| SUPPLIED TEXT |
···

As we discussed in 2013: Year in Review, the past year was kind to equity investors, particularly those invested in US stocks. 2013 was the best year for the S&P 500 since 1997, thanks to record corporate earnings, increased confidence among investors and consumers, and record low levels of debt obligations for Americans. Quantitative easing, on the other hand, is not (in our opinion) driving appreciation in the US stock market, no matter what you hear on CNBC or from your friends. But with the S&P 500 surging well past its pre-recession high of 1,560, people are wondering: Is this just a cyclical bull market within a secular bear market that has yet to end, or are we now in the early stages of a long, secular bull market?
Beginning of a bull or a bubble waiting to burst?
A secular market cycle occurs over a longish period of time, typically 10 to 30 years. From late 1998 to early 2009 we were in a secular bear market for stocks, just as we were in a secular bull market from late 1982 to early 2000. Cyclical market cycles are shorter, typically 3 to 7 years, and occur within secular market cycles. For example, within the most recent secular bear market was an undeniable cyclical bull market from 2003-2007. Back then people speculated that we were already starting a new secular bull market, after stocks rose from the ashes of the dot-com collapse and the fall of Enron. But once housing prices and the credit markets went down the tubes, it became clear that bearish days lay ahead.
To many investors, the past 4 years feels like 2003-2007 all over again—a cyclical bull market head fake within a secular bear market that has yet to end. Some people are waiting for the next “bubble” to burst while others think the stock market is being “artificially” inflated by QE dollars and will deflate when the Fed finishes tapering. There are some who believe that rampant inflation will debase our currency and punish stock investors, and of course there are those who argue that the market is “due” for a major drop after four years of strong returns.
While the “doom and gloomers” shout ever louder even as their ranks dwindle, more investors are starting to believe that we are in the early years of a long, secular bull market. While we neither agree nor disagree with this assessment, as we prefer to avoid predicting the future, we do think there are some compelling arguments to be made for the secular bull case. One of the strongest is the flow of money into and out of mutual funds, which is a good proxy for how individual investors (the “dumb” money) are allocating their funds.
Typically, non-professional investors “chase performance,” buying what has recently done well and selling the underperformers. Because investment performance tends to “revert to the mean” (meaning both over- and underperformance tend to average out over time), these amateurs end up buying high and selling low. Thus, doing the opposite can often be a lucrative strategy.

···

| GOAL A |
Identify every line of the records that contains the string "rail", matching case exactly, and copy each such line.

| DATA EXTRACT |
···

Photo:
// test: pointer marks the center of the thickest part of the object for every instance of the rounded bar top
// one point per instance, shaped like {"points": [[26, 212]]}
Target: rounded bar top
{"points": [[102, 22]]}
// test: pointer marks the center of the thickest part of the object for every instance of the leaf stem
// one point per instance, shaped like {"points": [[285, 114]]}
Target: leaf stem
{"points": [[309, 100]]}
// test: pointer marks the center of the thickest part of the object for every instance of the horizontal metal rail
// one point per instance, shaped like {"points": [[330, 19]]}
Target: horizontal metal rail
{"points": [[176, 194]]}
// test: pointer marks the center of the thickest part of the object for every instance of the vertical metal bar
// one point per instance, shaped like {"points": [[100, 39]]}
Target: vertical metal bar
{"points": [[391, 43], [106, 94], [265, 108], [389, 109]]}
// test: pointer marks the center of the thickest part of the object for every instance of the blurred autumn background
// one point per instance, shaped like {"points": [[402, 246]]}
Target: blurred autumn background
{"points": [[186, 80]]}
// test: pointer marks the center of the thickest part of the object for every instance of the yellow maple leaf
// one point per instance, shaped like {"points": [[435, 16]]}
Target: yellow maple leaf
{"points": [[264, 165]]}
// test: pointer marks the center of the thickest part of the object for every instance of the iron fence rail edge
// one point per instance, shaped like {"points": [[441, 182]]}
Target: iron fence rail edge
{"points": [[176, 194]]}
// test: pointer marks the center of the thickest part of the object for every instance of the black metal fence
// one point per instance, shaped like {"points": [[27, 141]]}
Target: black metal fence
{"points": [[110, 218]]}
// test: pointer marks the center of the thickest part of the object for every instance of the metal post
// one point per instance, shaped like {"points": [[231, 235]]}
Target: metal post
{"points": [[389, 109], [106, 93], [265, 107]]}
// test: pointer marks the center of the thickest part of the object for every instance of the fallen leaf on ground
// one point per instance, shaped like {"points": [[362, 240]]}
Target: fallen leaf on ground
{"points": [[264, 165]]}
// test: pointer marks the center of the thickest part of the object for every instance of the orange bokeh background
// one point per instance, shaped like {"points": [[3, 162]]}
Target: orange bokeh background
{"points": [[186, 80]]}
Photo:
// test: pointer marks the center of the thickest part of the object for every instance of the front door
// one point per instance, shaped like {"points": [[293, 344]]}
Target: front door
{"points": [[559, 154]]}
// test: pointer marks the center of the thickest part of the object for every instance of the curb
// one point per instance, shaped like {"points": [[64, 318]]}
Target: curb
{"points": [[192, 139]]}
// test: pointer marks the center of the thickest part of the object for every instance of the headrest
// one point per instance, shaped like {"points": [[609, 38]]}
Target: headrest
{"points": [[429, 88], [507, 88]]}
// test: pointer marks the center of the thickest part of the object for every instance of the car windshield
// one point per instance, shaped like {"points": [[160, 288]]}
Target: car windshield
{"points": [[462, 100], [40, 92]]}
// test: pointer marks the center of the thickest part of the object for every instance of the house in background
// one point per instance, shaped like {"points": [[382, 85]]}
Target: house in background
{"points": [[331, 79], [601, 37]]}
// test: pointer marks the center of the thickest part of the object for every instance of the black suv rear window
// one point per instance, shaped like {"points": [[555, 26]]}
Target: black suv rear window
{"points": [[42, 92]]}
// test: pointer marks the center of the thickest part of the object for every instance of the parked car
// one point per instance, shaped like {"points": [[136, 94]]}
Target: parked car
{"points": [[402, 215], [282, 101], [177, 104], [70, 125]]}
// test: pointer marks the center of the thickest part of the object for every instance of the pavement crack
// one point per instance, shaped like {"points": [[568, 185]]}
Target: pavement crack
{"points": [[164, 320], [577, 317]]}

···

| GOAL B |
According to the stock market commentary, what was the S&P 500's pre-recession high?

| CORRECT RESPONSE A |
// test: pointer marks the center of the thickest part of the object for every instance of the horizontal metal rail
Target: horizontal metal rail
// test: pointer marks the center of the thickest part of the object for every instance of the iron fence rail edge
Target: iron fence rail edge

| CORRECT RESPONSE B |
1,560